● **作業說明**:
下方選讀文本是一篇延遲相乘加總超音波成像論文的摘要，請從其最後一句之後往下續寫。
#### 選讀文本
延遲相乘加總(DMAS)成像使用通道對的乘法耦合來獲得接收孔徑的空間同調性，因此相較傳統延遲加總(DAS)成像具有較高影像解析度和對比度。然而現有之DMAS成像是基於射頻通道信號進行乘法耦合，因此射頻通道信號必須預先進行過取樣處理以避免頻域混疊並搭配帶通濾波以隔離出二次諧波的成像分量。
本論文提出了基於基頻通道信號的DMAS成像演算法(BB-DMAS)，由於基頻通道信號的乘法耦合不會造成頻譜上移，BB-DMAS無須上述過取樣和帶通濾波即可得到高品質的超音波影像成像，BB-DMAS成像保留時間延遲後的複數通道信號相位並調整其振幅為p次方根值，在通道加總之後進行p次方以恢復其原始信號維度，其中 p值可為任意有理數來提供彈性可調的影像品質。BB-DMAS除適用固定發射聚焦的成像模式之外，也可實施於平面波複合之發射合成聚焦影像。
研究結果顯示BB-DMAS和RF-DMAS之間的成像結果是相仿的，且BB-DMAS成像可以視為DAS成像與通道域相位同調因子(PCF)的相乘，其可適性同調權重特性可以衰減旁瓣及雜波等低同調分量。隨著BB-DMAS成像中有理數p值的增加，抑制橫向旁瓣、柵瓣和隨機雜訊的能力提高，發射聚焦實驗結果之影像對比度從DAS的-24.8 dB減小到BB-DMAS的-34.3 dB (p=1.5)，-43.0 dB (p=2.0)和-51.4 dB (p=2.5)。但由於發射聚焦區域中信號同調性較高，DMAS成像會在焦深處呈現明亮區域而導致固定發射聚焦成像下之影像均勻性低。對於依賴多角度平面波同調複合之合成聚焦影像，BB-DMAS亦可實施於由發射角和接收通道兩個維度構成的回波矩陣中來產生輸出影像，與文獻中僅在單一維度上進行延遲相乘加總計算的方法相較，本論文提出的二維延遲相乘加總(2D-DMAS)成像可直接提取二維信號同調性以進一步提高影像品質。實驗結果顯示影像橫向寬度從DAS的0.53 mm減小到2D-DMAS的0.42 mm (p=1.5)，0.36 mm (p=2.0)，0.31 mm (p=2.5)及0.28 mm (p=3.0)，且同一p值下之2D-DMAS成像橫向寬度均較文獻中僅在單一維度上提取信號同調性的方法更低。
########
#### 資料摘錄
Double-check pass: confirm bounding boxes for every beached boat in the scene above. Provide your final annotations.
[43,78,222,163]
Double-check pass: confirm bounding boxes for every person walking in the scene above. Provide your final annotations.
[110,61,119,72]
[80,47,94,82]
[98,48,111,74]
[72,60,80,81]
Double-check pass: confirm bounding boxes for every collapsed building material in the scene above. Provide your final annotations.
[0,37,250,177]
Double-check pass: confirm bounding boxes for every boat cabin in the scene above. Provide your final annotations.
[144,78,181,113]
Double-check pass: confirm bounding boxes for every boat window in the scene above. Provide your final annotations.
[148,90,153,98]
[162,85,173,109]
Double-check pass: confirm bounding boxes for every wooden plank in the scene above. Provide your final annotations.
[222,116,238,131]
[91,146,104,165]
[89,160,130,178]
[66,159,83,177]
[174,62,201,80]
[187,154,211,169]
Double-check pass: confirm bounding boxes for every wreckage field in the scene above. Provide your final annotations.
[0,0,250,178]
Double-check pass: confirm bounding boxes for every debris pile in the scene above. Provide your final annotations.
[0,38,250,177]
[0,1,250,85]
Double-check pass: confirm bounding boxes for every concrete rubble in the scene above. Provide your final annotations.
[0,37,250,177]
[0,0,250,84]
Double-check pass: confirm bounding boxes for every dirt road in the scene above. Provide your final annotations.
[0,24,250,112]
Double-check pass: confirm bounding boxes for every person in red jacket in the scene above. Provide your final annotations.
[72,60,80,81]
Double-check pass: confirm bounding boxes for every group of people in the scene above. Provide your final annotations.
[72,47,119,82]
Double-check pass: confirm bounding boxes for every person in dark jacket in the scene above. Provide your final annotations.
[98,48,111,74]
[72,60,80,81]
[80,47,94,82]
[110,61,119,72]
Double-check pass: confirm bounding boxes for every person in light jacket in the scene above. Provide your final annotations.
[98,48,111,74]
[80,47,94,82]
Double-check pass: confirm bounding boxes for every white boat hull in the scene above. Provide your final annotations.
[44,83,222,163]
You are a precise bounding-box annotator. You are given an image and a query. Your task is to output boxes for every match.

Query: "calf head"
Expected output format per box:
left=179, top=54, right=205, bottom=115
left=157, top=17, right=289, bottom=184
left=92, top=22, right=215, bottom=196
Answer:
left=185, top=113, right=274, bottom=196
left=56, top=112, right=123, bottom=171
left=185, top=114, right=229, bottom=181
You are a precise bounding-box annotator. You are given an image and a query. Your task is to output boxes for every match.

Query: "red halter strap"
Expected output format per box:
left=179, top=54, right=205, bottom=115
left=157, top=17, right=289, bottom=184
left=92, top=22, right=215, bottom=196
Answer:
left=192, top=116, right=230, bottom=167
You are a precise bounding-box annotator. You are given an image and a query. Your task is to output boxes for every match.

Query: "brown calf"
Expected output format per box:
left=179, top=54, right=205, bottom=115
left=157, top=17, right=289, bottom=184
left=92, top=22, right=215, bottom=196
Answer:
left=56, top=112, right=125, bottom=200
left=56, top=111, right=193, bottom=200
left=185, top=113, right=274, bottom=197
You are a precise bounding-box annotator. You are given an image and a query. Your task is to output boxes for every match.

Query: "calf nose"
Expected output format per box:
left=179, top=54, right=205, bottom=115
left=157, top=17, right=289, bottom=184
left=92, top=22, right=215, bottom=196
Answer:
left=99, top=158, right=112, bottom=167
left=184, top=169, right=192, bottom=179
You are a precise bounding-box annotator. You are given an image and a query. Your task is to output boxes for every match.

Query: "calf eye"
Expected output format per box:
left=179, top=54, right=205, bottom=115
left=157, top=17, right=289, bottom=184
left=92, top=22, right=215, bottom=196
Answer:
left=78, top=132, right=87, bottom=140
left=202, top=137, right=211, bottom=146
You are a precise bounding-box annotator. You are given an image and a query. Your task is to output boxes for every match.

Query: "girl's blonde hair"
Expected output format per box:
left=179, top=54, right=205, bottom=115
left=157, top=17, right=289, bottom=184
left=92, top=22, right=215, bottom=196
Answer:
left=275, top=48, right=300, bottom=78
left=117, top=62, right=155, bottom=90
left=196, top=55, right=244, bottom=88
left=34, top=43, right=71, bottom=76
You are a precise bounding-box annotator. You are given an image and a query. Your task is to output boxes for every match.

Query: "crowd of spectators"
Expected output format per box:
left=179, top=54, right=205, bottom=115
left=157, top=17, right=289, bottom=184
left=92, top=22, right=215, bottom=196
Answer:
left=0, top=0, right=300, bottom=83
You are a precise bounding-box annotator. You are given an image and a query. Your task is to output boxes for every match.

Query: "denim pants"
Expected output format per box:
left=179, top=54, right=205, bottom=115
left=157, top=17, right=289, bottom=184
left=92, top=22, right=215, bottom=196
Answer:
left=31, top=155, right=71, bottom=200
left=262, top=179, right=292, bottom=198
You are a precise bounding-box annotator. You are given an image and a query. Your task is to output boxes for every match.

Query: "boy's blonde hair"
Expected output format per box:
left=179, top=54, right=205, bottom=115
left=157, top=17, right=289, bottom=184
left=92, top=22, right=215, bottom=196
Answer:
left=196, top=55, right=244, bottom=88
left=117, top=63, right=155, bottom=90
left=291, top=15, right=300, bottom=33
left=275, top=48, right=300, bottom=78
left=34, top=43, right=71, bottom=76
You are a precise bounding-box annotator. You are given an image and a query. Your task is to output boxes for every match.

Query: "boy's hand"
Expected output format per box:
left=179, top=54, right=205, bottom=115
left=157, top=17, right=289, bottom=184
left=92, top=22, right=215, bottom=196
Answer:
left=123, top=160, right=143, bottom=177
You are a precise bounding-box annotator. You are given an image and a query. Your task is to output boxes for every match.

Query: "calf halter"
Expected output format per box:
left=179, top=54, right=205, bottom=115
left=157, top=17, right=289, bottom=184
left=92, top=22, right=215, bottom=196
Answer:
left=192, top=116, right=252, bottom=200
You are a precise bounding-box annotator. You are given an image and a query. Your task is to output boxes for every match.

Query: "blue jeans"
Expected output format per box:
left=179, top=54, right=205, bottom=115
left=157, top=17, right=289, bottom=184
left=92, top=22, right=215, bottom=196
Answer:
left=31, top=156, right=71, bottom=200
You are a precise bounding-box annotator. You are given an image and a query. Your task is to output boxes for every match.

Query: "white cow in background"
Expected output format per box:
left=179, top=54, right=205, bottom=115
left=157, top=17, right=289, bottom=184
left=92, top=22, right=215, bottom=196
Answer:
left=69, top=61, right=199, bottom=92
########
● **本題解答**:
但DMAS成像會增加超音波影像斑點變異程度，影像對比雜訊比反而隨p值增加而減小，因此在未來的工作可以結合其他抑制斑點技術以找到對比度和對比雜訊比之間的最佳平衡。

Compared to conventional Delay-and-Sum (DAS) beamforming, Delay-Multiply-and-Sum (DMAS) imaging uses multiplicative coupling of channel pairs for spatial coherence of receiving aperture to improve image resolution and contrast. However, present DMAS imaging is based on the radio-frequency (RF) channel signals (RF-DMAS) and thus requires large oversampling to avoid aliasing and switching of band-pass filtering to isolate the corresponding spectral components for imaging.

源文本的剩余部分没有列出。